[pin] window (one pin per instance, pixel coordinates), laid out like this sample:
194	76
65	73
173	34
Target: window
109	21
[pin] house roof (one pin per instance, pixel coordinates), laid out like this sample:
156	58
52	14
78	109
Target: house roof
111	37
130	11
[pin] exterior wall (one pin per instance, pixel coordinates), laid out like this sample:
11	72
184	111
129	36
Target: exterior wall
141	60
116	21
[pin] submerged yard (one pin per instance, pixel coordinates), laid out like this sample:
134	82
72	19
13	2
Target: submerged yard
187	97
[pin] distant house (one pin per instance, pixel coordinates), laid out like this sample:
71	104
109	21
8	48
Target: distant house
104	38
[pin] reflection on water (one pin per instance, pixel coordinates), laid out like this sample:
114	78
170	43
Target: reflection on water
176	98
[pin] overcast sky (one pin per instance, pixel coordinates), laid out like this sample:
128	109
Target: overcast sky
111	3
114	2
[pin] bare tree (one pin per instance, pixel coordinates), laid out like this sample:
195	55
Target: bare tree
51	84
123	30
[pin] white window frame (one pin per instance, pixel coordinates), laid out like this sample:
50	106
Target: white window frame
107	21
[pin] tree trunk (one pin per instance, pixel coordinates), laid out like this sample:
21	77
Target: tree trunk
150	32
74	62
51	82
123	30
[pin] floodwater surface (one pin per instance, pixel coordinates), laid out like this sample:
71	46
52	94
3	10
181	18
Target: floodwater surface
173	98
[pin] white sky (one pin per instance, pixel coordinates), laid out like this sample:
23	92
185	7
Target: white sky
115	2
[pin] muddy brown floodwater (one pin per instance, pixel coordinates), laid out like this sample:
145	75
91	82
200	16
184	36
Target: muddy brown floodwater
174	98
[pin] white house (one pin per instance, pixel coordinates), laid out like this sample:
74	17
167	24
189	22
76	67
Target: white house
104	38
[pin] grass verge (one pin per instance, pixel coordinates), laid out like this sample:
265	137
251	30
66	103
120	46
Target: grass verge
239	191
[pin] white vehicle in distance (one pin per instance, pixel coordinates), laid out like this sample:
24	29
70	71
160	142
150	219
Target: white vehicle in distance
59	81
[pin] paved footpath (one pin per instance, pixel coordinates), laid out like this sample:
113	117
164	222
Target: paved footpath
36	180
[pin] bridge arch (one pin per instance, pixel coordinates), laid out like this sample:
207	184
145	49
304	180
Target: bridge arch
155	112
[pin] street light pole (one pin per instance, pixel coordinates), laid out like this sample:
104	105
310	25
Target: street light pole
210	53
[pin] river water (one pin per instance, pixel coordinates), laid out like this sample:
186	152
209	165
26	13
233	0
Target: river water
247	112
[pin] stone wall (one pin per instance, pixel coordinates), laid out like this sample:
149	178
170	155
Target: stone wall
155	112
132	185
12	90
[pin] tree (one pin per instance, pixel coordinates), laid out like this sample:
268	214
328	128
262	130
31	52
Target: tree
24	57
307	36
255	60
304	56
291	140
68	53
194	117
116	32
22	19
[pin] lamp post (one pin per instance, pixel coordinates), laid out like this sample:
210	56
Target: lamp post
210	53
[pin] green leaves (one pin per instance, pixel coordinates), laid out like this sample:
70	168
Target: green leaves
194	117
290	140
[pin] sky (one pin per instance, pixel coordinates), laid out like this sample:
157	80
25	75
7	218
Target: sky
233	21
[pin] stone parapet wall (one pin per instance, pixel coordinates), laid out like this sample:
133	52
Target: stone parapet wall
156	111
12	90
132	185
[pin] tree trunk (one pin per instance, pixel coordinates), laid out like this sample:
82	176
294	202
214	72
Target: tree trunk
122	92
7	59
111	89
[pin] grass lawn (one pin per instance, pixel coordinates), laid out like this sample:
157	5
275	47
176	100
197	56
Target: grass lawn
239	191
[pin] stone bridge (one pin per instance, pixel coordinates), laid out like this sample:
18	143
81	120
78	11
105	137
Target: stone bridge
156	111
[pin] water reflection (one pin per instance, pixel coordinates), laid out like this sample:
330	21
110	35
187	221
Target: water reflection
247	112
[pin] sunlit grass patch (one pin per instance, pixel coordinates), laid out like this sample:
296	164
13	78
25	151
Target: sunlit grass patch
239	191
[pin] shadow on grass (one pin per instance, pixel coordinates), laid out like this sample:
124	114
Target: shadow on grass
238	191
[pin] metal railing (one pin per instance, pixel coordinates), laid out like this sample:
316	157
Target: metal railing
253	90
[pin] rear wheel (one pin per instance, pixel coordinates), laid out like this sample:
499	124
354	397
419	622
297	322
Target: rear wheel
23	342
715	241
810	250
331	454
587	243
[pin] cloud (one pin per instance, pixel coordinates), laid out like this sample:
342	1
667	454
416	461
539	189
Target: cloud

____________________

▶ What this task involves
Generate an exact reproduction of all entries.

▶ Task response
[pin] window (one pin per instance, pixel coordinates), laid out like this sample:
194	76
65	73
173	34
Target: window
109	21
[pin] house roof (one pin per instance, pixel coordinates), laid out like this sample:
156	58
52	14
78	109
Target: house roof
111	37
130	11
[pin] exterior wall (one pin per instance, pixel coordinates), laid out like this sample:
11	72
184	111
129	36
Target: exterior wall
141	60
116	21
[pin] submerged yard (one pin per instance, pixel coordinates), laid out like this sample:
134	82
72	19
13	2
Target: submerged yard
187	97
[pin] distant house (one pin per instance, pixel coordinates), laid out like this sample:
71	104
109	21
8	48
Target: distant house
104	38
[pin] reflection on water (one pin per instance, pixel coordinates), laid out like this sample:
114	78
170	43
Target: reflection on water
176	98
[pin] overcast sky (one pin per instance, pixel coordinates), laid out like this sample:
128	109
Target: overcast sky
111	3
114	2
[pin] bare tree (one pin per instance, pixel coordinates), laid out like this sample:
195	55
Target: bare tree
51	84
123	30
[pin] white window frame (one pin per instance, pixel coordinates), laid out like this sample:
50	106
Target: white window frame
107	21
[pin] tree trunk (one pin per instance, pixel coordinates), laid out like this sample:
21	77
Target: tree trunk
150	32
74	62
51	82
123	30
[pin] floodwater surface (one pin per instance, pixel coordinates), laid out like this sample:
71	46
52	94
3	10
181	18
Target: floodwater surface
173	98
[pin] white sky (one pin per instance, pixel coordinates), laid out like this sample:
23	92
185	7
Target: white sky
115	2
[pin] muddy brown floodwater (one pin per instance, pixel coordinates), laid out like this sample:
145	75
91	82
200	16
184	36
Target: muddy brown floodwater
174	98
[pin] white house (one pin per instance, pixel coordinates), laid out like this sample:
74	17
167	24
189	22
76	67
Target: white house
104	38
[pin] grass verge (one pin per instance, pixel coordinates), laid out like this sample:
265	137
251	30
66	103
120	46
Target: grass verge
239	191
[pin] white vehicle in distance (one pin per instance, pixel coordinates), laid out like this sample:
24	29
70	71
160	142
150	219
Target: white vehicle in distance
59	81
[pin] paved footpath (one pin per instance, pixel coordinates), laid out like this sample:
113	117
164	222
Target: paved footpath
36	180
[pin] bridge arch (one pin per instance, pixel coordinates), laid out like this sample:
207	184
145	49
304	180
Target: bridge arch
155	112
[pin] street light pole (one pin per instance, pixel coordinates), laid out like this sample:
104	105
310	25
Target: street light pole
210	53
[pin] river water (one pin per instance, pixel coordinates), laid out like this sample:
186	152
209	165
26	13
233	0
Target: river water
247	112
[pin] stone wall (one pin per instance, pixel coordinates), laid out like this sample:
149	178
170	155
Target: stone wall
155	112
132	185
12	90
[pin] tree (one pin per instance, pixel coordinates), laid out like this sample:
268	214
328	128
262	130
31	52
Target: tree
24	57
307	36
255	60
304	56
291	140
68	53
194	117
116	32
22	19
[pin] lamp post (one pin per instance, pixel coordinates), laid out like this sample:
210	56
Target: lamp post
210	53
[pin] green leaves (one pin per instance, pixel coordinates), laid out like this sample:
70	168
Target: green leaves
194	117
290	140
[pin] sky (one pin per instance, pixel coordinates), laid out like this sample:
157	80
25	75
7	218
Target: sky
233	21
[pin] stone parapet wall (one pin per instance, pixel coordinates), laid out like this sample:
133	52
Target: stone parapet wall
156	111
12	90
132	185
[pin] tree trunk (one pin per instance, pixel coordinates), laid out like this sample:
82	176
294	202
214	72
Target: tree trunk
122	92
7	59
111	89
[pin] grass lawn (one pin per instance, pixel coordinates), laid out like this sample:
157	5
275	47
176	100
197	56
Target: grass lawn
239	191
[pin] stone bridge (one pin per instance, pixel coordinates), laid out like this sample:
18	143
81	120
78	11
105	137
Target: stone bridge
156	111
[pin] water reflection (one pin per instance, pixel coordinates), laid out like this sample:
330	21
110	35
187	221
Target: water reflection
247	112
[pin] sunlit grass patch (one pin per instance, pixel coordinates), laid out like this sample:
296	164
13	78
25	151
Target: sunlit grass patch
239	191
[pin] shadow on grass (one pin per instance, pixel coordinates), laid out like this sample:
124	114
Target: shadow on grass
238	191
[pin] metal railing (one pin per instance, pixel coordinates), laid out like this sample:
316	157
Target: metal railing
253	90
[pin] rear wheel (one pin per instance, pixel coordinates), laid out like this sample:
499	124
354	397
419	622
297	322
Target: rear wheel
23	342
715	241
810	250
331	454
587	243
[pin] cloud (one pin per instance, pixel coordinates), laid out like this sample:
342	1
667	454
416	461
539	189
Target: cloud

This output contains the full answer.